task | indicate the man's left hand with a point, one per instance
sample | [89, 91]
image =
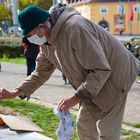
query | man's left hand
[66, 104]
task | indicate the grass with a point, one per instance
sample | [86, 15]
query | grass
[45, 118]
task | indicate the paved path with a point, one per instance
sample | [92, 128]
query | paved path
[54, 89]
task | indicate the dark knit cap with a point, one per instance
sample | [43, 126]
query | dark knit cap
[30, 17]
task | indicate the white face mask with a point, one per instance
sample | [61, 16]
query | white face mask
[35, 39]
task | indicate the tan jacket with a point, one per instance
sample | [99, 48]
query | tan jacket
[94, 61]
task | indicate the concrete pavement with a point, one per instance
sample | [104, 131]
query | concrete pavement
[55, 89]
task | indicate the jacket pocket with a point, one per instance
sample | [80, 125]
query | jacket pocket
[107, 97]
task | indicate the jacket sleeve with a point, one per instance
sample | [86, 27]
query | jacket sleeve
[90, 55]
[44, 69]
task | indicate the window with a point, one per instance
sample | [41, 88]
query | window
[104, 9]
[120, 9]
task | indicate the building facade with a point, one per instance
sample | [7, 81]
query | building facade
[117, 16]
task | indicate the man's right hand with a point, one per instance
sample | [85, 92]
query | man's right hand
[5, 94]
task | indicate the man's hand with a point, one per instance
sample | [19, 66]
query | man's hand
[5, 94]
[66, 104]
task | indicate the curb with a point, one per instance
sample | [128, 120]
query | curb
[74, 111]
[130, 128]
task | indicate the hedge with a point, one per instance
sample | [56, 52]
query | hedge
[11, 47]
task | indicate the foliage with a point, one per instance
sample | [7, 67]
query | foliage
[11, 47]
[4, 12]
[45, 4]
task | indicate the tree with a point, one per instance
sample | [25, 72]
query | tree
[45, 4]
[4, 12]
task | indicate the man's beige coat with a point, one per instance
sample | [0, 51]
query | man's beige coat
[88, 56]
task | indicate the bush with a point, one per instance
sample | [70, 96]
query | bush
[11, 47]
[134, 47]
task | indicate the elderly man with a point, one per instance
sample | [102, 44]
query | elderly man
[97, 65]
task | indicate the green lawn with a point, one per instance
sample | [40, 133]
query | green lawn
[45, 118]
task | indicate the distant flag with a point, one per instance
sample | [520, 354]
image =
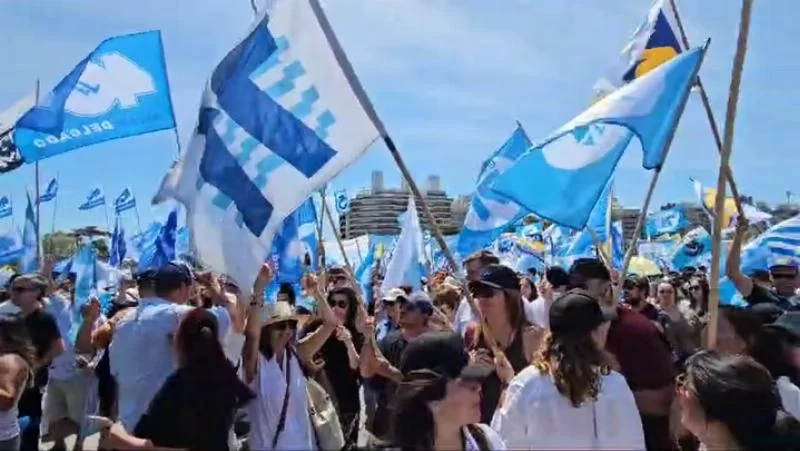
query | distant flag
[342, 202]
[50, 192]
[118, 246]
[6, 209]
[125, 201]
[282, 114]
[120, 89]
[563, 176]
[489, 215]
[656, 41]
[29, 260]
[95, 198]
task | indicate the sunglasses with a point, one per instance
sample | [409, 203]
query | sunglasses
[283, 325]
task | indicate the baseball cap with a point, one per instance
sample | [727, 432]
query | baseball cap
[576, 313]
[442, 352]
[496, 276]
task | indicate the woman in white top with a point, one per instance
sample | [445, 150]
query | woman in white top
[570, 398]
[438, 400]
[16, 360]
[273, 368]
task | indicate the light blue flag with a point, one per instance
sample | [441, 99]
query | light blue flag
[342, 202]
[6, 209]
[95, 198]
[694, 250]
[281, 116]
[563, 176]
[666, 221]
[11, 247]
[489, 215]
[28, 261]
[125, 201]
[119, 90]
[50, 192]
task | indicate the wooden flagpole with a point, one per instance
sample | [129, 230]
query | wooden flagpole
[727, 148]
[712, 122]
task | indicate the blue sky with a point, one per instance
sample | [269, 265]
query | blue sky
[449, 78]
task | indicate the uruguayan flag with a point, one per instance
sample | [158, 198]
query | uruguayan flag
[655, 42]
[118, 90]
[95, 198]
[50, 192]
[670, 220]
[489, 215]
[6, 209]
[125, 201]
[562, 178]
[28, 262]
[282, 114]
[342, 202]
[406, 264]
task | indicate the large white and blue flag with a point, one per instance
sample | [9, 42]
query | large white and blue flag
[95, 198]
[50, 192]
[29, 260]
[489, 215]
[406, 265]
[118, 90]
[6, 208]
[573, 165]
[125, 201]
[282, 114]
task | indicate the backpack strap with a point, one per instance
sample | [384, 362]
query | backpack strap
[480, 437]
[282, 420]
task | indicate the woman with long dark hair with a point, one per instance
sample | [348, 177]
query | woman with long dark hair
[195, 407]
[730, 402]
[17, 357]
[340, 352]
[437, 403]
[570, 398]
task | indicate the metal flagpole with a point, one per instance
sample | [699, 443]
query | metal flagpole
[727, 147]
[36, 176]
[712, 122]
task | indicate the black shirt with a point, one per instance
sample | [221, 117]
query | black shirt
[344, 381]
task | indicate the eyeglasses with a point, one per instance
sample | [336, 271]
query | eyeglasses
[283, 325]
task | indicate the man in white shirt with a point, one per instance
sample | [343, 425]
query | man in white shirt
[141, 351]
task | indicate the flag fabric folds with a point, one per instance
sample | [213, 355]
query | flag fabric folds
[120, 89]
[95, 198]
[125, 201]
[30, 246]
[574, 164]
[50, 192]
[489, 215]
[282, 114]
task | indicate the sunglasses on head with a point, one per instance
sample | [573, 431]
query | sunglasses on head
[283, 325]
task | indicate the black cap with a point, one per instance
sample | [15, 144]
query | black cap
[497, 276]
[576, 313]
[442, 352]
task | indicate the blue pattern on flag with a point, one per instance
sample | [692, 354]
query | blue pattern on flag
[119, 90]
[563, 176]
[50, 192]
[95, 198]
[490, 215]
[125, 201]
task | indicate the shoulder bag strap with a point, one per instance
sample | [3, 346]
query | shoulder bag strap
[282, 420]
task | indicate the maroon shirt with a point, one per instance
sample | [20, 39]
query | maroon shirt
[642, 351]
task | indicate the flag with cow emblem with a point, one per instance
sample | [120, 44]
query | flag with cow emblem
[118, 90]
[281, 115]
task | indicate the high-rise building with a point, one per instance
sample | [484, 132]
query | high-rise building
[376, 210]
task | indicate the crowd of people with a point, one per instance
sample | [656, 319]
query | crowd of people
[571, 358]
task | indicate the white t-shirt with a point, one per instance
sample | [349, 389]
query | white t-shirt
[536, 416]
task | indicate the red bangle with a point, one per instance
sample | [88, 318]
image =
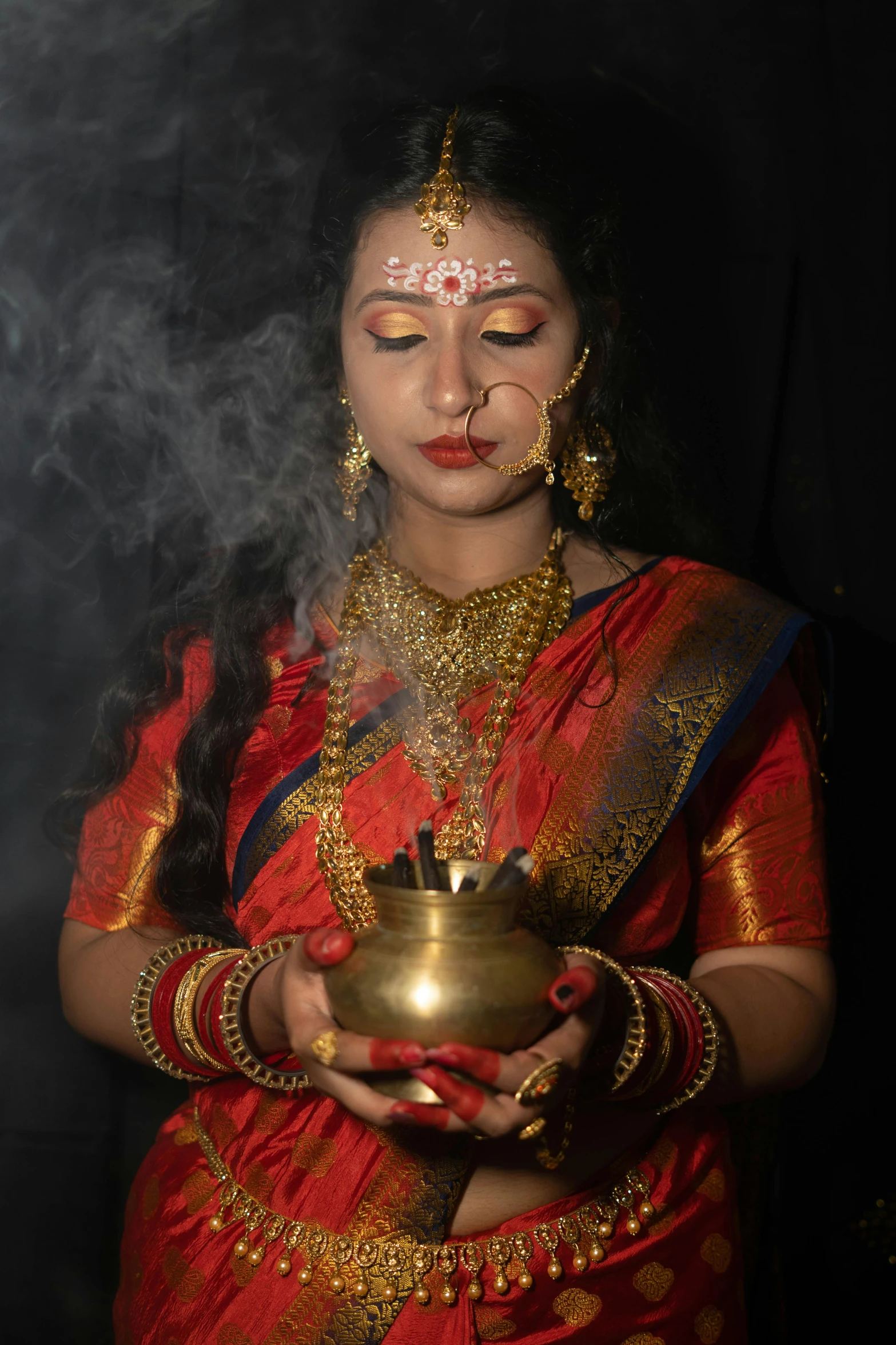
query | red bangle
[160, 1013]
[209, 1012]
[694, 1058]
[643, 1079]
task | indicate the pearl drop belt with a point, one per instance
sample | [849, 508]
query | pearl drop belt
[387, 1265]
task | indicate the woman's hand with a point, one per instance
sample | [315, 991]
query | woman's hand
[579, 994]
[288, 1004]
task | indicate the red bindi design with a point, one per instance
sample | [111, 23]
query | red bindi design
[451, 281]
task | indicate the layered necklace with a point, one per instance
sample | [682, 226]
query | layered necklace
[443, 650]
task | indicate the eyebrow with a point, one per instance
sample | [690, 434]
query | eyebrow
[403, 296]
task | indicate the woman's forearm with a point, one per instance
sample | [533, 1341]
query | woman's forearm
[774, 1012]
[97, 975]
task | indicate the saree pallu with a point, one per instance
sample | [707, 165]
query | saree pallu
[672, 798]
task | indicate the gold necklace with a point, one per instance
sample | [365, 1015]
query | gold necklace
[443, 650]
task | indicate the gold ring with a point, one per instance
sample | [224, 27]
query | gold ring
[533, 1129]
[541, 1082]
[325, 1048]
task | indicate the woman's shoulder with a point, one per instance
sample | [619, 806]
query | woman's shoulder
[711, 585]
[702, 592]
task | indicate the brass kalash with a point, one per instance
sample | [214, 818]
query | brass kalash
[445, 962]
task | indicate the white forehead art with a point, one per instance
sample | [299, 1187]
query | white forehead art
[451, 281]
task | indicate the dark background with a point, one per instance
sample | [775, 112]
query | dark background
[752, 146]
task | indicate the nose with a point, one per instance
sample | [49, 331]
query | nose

* * *

[Requirement] Could you rewrite all the lines above, putting "mark" wherever "indicate" appears and changing nothing else? Leave the pictures out of your version.

[Written solution]
task | mark the man's left hand with a point, one per instance
sample | [89, 91]
image =
query | man's left hand
[66, 104]
task | mark the grass with a point, one per instance
sample | [86, 15]
query | grass
[45, 118]
task | mark the paved path with a point, one per instance
sample | [92, 128]
query | paved path
[54, 89]
task | mark the dark knit cap with a point, one per instance
sample | [43, 126]
query | dark knit cap
[30, 17]
task | mark the white face mask with a point, one per instance
sample | [61, 16]
query | white face mask
[35, 39]
task | mark the tan jacket with a point, one per instance
sample | [99, 48]
query | tan jacket
[94, 61]
task | mark the concrete pavement with a point, one per instance
sample | [104, 131]
query | concrete pavement
[55, 89]
task | mark the jacket pocket with a point, one per instance
sample | [80, 125]
query | jacket pocket
[107, 97]
task | mark the jacket sleeve with a point, one per instance
sample | [86, 27]
query | jacket sleeve
[90, 55]
[44, 69]
task | mark the window with a point, one per instance
sample | [41, 88]
query | window
[104, 9]
[120, 9]
task | mark the building facade with a point, one per instance
sample | [7, 81]
query | building facade
[117, 16]
task | mark the man's right hand with a point, one per instance
sample | [85, 92]
query | man's right hand
[5, 94]
task | mark the man's hand with a point, one per instance
sample | [19, 66]
query | man's hand
[5, 94]
[66, 104]
task | mark the curb with a point, one per instance
sample | [128, 120]
query | curb
[74, 111]
[130, 128]
task | mark the hedge with a point, one per instance
sample | [56, 52]
query | hedge
[11, 47]
task | mark the foliage with a point, one per instance
sample | [7, 67]
query | foliage
[11, 47]
[4, 12]
[45, 4]
task | mark the tree with a point, one per instance
sample | [25, 72]
query | tree
[45, 4]
[4, 12]
task | mark the man's beige coat with a point, one per instance
sample | [0, 51]
query | man's beige coat
[88, 56]
task | mark the bush with a point, one per instance
sample | [70, 96]
query | bush
[11, 47]
[134, 47]
task | mark the elderly man with a point, one per instance
sample | [102, 44]
query | elderly man
[97, 65]
task | mark the green lawn with a point, one per instance
sample | [40, 133]
query | green lawn
[45, 118]
task | mark the distant flag with a point, one per instance
sample | [520, 354]
image =
query | distant flag
[342, 202]
[50, 192]
[118, 246]
[6, 209]
[125, 201]
[282, 114]
[120, 89]
[563, 176]
[489, 215]
[656, 41]
[29, 260]
[95, 198]
task | mark the sunglasses with a point, one per instance
sample | [409, 203]
query | sunglasses
[283, 325]
task | mark the baseball cap with a point, one per instance
sample | [727, 432]
query | baseball cap
[576, 313]
[442, 352]
[496, 276]
task | mark the woman in white top with a point, one per instance
sample | [445, 150]
query | woman in white top
[570, 398]
[438, 400]
[16, 360]
[273, 368]
task | mark the light blue flag with a point, one per instance
sample | [441, 99]
query | light blue flag
[342, 202]
[6, 209]
[95, 198]
[694, 250]
[281, 116]
[563, 176]
[666, 221]
[11, 247]
[489, 215]
[28, 261]
[125, 201]
[119, 90]
[50, 192]
task | mark the wooden flagpole with a point, one per instance
sample | [129, 230]
query | wooden flagpole
[727, 148]
[712, 122]
task | mark the blue sky with a point, one per instance
sample | [269, 265]
query | blue sky
[449, 78]
task | mark the uruguayan flag with a point, one per instance
sample | [158, 198]
query | uruguayan flag
[655, 42]
[118, 90]
[95, 198]
[50, 192]
[670, 220]
[489, 215]
[6, 209]
[125, 201]
[562, 178]
[28, 262]
[282, 114]
[342, 202]
[406, 264]
task | mark the large white and blue flag with a point, one per instance
sample | [9, 42]
query | large white and blue flag
[95, 198]
[50, 192]
[29, 260]
[489, 215]
[406, 265]
[118, 90]
[6, 208]
[573, 165]
[125, 201]
[282, 114]
task | mark the backpack strap with a point, one per instance
sample | [384, 362]
query | backpack strap
[480, 437]
[282, 420]
task | mark the woman with long dark hair with a point, one per instance
sample | [348, 177]
query | woman with long dark hair
[195, 407]
[730, 402]
[17, 357]
[340, 352]
[437, 403]
[570, 398]
task | mark the metal flagpole with a point, one per instance
sample | [699, 443]
query | metal flagpole
[727, 147]
[36, 176]
[712, 122]
task | mark the black shirt with a point, one per instance
sample | [221, 117]
query | black shirt
[344, 381]
task | mark the eyeglasses with a point, one per instance
sample | [336, 271]
query | eyeglasses
[283, 325]
task | mark the man in white shirt with a point, one per instance
sample | [343, 425]
query | man in white shirt
[141, 351]
task | mark the flag fabric folds with a point, one per instance
sample | [213, 355]
query | flag fabric folds
[120, 89]
[95, 198]
[125, 201]
[30, 246]
[574, 164]
[50, 192]
[489, 215]
[282, 114]
task | mark the sunglasses on head with a point, one per instance
sample | [573, 431]
query | sunglasses on head
[283, 325]
task | mark the black cap with a point, one per instance
sample | [15, 144]
query | black cap
[497, 276]
[576, 313]
[442, 352]
task | mark the blue pattern on flag with a point, one per instance
sample | [692, 354]
query | blue pattern on flag
[119, 90]
[563, 176]
[50, 192]
[95, 198]
[490, 215]
[125, 201]
task | mark the shoulder bag strap with a point, one per instance
sample | [3, 346]
query | shoulder bag strap
[282, 420]
task | mark the maroon shirt with a point, one per instance
sample | [20, 39]
query | maroon shirt
[642, 351]
task | mark the flag with cow emblem with a point, one per instance
sample | [120, 44]
query | flag with cow emblem
[118, 90]
[281, 115]
task | mark the high-rise building with a point, one per instance
sample | [484, 132]
query | high-rise building
[376, 210]
task | mark the crowd of people with a point, one per instance
sample | [656, 319]
query | crowd of people
[571, 358]
task | mark the white t-shirt with a point, one per instance
sample | [349, 389]
query | white t-shirt
[536, 416]
task | mark the red bangle with a point, one per instance
sample | [88, 318]
image =
query | red bangle
[160, 1013]
[209, 1012]
[694, 1058]
[643, 1079]
task | mark the pearl drop belt with a point, one per instance
sample | [849, 508]
query | pearl drop belt
[387, 1265]
task | mark the woman's hand with a point, one per instance
sample | [315, 991]
query | woman's hand
[579, 994]
[288, 1004]
task | mark the red bindi design with a point, one per instance
sample | [111, 23]
query | red bindi design
[451, 281]
task | mark the layered necklace with a point, one per instance
sample | [682, 226]
query | layered necklace
[443, 650]
task | mark the eyebrow with a point, one per instance
sample | [690, 434]
query | eyebrow
[403, 296]
task | mark the woman's forearm with a point, one per instance
sample | [533, 1341]
query | woman's forearm
[774, 1012]
[97, 975]
task | mark the saree pallu with a point, one per instance
sample | [707, 165]
query | saree pallu
[672, 798]
task | mark the gold necklace with a point, one per instance
sample | [365, 1015]
query | gold necklace
[443, 650]
task | mark the gold ring with a point, one per instance
sample | [224, 27]
query | gold ring
[533, 1129]
[541, 1082]
[325, 1048]
task | mark the woman's shoulder with a point, one per instance
sample | [619, 806]
query | woman's shoulder
[711, 585]
[702, 592]
task | mark the brass kalash with a point, one per instance
sample | [214, 818]
query | brass kalash
[445, 962]
task | mark the white forehead art with a point, one per instance
sample | [299, 1187]
query | white forehead art
[451, 281]
task | mark the dark background with a point, one per instance
sample | [775, 112]
query | dark background
[752, 146]
task | mark the nose with a point, one per instance
sample | [49, 331]
query | nose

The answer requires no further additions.